What to work on: Starting at the first line of the entries, extract each line up to and including the one that contains "with cloves with", but leave out the pictures.

Records for the exercise:
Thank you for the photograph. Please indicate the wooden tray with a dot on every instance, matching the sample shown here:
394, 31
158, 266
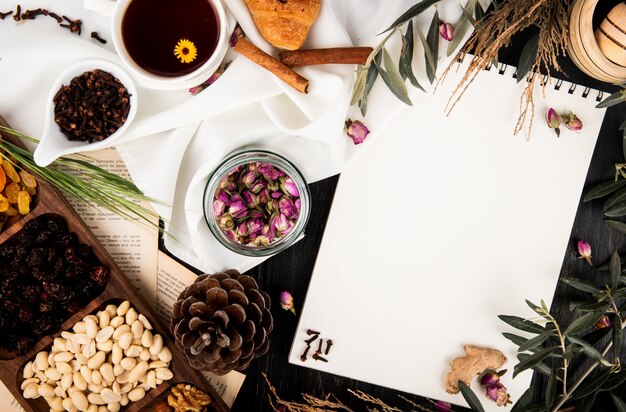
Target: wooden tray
50, 201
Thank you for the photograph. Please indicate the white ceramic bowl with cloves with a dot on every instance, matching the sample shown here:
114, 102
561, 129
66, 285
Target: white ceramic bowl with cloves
90, 106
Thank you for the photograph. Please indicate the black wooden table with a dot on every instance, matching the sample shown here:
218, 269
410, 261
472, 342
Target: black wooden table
291, 270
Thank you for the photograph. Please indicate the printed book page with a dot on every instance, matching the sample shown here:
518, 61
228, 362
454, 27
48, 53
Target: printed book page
172, 278
133, 246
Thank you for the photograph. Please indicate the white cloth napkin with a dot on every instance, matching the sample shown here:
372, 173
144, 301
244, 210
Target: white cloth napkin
177, 139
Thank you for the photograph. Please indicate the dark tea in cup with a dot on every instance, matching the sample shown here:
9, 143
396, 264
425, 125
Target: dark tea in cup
170, 38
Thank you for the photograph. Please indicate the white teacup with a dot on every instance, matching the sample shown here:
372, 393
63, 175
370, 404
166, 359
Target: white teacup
147, 79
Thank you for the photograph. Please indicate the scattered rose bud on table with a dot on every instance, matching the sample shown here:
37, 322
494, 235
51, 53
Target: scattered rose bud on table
603, 323
446, 30
572, 122
499, 394
584, 249
286, 301
554, 121
442, 406
356, 131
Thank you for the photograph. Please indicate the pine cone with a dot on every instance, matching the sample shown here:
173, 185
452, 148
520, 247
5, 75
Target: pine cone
222, 321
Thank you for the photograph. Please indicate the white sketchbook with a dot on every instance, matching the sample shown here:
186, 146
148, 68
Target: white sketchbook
443, 224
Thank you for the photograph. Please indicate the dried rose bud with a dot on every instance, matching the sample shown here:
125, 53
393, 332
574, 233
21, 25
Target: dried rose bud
446, 30
248, 179
603, 323
287, 207
584, 249
286, 301
290, 187
237, 33
218, 208
242, 229
356, 131
499, 394
238, 209
442, 406
226, 221
572, 122
490, 377
281, 223
554, 121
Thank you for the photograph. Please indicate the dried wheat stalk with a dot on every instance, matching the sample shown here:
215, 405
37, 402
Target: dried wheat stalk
496, 30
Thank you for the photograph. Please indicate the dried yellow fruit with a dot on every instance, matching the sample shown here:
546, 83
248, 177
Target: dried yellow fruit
28, 179
10, 171
11, 192
4, 204
23, 202
185, 397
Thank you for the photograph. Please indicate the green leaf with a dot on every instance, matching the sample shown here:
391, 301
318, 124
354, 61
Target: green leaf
616, 380
623, 129
392, 78
413, 11
586, 306
617, 197
470, 398
406, 57
585, 404
617, 335
551, 388
584, 322
461, 27
522, 324
372, 75
615, 270
359, 87
603, 189
532, 360
616, 210
591, 351
620, 405
613, 99
536, 341
580, 285
592, 384
523, 400
433, 44
617, 225
596, 336
516, 339
528, 57
428, 54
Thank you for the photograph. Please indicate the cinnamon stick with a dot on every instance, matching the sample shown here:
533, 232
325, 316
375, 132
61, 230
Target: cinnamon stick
266, 61
337, 55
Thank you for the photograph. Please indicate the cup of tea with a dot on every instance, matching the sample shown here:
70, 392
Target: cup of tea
169, 44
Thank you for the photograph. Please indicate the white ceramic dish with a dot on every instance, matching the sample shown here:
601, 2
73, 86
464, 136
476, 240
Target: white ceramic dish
54, 143
152, 81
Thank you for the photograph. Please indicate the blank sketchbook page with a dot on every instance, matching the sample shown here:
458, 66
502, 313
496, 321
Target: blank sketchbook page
441, 225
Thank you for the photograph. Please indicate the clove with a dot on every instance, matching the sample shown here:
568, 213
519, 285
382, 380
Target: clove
329, 343
311, 339
319, 347
95, 36
319, 357
306, 351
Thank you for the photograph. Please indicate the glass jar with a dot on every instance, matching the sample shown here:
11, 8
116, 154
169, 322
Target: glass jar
224, 201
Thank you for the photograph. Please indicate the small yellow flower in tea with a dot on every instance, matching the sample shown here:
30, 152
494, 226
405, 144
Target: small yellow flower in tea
185, 51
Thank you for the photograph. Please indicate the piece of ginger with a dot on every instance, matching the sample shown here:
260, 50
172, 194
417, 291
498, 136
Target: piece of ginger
475, 361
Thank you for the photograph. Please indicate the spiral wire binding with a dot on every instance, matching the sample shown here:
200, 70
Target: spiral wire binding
502, 69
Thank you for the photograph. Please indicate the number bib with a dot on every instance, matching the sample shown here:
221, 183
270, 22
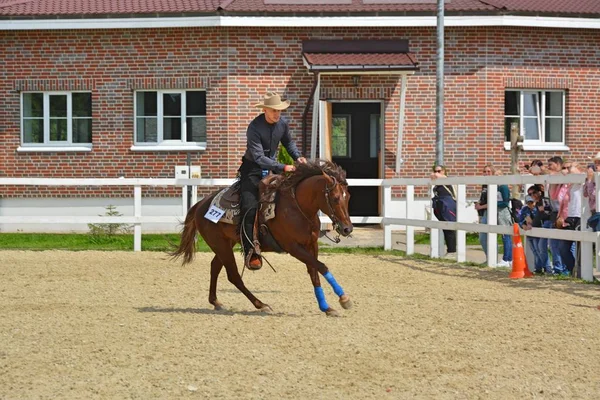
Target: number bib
214, 214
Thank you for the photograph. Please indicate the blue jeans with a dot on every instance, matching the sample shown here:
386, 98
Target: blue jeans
483, 236
557, 262
507, 243
568, 254
539, 246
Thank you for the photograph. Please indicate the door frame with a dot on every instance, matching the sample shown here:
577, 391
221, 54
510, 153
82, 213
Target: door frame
325, 122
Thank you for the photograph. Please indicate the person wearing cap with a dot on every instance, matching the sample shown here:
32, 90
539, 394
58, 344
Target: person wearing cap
263, 136
589, 192
596, 160
541, 219
527, 215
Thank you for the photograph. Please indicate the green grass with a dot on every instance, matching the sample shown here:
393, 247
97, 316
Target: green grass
472, 238
165, 243
79, 242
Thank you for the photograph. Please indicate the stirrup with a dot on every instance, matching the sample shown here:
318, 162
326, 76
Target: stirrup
253, 261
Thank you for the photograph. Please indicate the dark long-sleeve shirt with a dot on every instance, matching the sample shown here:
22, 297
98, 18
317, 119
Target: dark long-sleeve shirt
264, 138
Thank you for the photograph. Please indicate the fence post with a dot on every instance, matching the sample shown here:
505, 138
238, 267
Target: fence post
492, 218
137, 212
387, 228
461, 236
410, 230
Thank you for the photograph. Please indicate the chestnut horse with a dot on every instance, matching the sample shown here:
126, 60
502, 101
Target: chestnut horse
316, 185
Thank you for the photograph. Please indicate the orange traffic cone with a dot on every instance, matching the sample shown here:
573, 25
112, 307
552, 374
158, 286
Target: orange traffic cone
520, 269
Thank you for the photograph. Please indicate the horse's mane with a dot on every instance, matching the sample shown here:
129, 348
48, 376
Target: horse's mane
313, 168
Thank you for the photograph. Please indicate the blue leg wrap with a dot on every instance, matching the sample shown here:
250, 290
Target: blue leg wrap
323, 306
336, 287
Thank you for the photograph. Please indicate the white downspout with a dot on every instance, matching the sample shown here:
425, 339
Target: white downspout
399, 159
315, 127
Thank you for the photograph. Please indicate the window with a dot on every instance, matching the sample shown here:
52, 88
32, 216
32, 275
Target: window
170, 117
340, 136
51, 119
540, 115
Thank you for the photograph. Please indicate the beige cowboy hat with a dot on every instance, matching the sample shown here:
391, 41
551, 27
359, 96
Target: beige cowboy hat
273, 100
596, 157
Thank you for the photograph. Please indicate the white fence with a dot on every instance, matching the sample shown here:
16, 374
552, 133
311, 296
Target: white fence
587, 239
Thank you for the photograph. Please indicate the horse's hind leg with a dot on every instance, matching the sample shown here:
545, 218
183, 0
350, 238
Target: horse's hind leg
228, 260
215, 269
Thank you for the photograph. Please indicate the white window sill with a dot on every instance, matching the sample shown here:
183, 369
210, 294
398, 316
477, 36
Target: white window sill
54, 149
540, 147
182, 147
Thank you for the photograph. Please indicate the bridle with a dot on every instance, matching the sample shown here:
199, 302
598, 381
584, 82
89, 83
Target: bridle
335, 222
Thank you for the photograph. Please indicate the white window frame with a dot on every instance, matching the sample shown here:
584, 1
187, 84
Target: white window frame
348, 118
540, 143
161, 144
48, 145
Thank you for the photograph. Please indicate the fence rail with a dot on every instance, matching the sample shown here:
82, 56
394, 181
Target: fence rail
389, 223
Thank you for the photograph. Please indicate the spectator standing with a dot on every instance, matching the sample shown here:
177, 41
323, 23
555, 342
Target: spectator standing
444, 205
569, 218
481, 207
504, 219
541, 219
589, 192
555, 166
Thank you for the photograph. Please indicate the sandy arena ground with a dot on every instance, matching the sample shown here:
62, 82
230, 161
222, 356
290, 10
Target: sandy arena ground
120, 325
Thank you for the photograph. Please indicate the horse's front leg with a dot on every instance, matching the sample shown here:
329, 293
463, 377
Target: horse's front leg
314, 267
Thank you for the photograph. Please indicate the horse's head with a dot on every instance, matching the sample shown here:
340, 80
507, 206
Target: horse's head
337, 198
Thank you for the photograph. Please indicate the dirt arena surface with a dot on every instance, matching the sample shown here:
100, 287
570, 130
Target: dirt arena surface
120, 325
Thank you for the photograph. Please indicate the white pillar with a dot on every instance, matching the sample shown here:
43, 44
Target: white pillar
137, 212
410, 230
401, 123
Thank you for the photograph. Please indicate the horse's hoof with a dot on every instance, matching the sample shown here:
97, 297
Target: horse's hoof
266, 309
346, 304
332, 313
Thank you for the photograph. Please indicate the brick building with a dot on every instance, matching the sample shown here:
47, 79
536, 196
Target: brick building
102, 89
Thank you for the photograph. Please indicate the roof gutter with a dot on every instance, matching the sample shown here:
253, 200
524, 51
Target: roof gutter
291, 21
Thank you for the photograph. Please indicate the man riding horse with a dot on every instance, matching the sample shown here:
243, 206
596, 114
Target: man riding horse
264, 134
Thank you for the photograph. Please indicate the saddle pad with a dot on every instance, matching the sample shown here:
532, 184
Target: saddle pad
232, 211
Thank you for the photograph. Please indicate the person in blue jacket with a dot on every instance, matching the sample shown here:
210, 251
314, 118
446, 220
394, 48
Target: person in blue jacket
444, 206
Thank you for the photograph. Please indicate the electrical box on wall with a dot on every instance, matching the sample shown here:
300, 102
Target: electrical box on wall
181, 172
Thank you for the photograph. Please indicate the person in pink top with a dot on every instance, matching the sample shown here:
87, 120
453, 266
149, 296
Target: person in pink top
589, 191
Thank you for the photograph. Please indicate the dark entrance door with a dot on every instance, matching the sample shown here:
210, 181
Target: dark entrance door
355, 147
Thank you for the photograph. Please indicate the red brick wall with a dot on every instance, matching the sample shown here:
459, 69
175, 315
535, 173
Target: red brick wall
237, 65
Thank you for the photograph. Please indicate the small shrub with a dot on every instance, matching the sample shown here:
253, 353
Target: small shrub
102, 233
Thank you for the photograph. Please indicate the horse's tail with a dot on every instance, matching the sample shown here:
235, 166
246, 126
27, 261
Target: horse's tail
187, 246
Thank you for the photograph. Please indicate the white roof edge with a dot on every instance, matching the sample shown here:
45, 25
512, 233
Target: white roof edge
109, 23
254, 21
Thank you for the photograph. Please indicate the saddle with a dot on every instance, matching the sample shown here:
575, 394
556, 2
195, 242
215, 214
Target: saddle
228, 200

Answer space:
Thank you for the photograph. Please indicate the wooden tray with a dot on every instance, matching the sample shown here:
394, 31
158, 266
Target: wooden tray
50, 201
Thank you for the photograph. Please indicate the white ceramic bowl with cloves with a dot on every instance, matching the sample shown here:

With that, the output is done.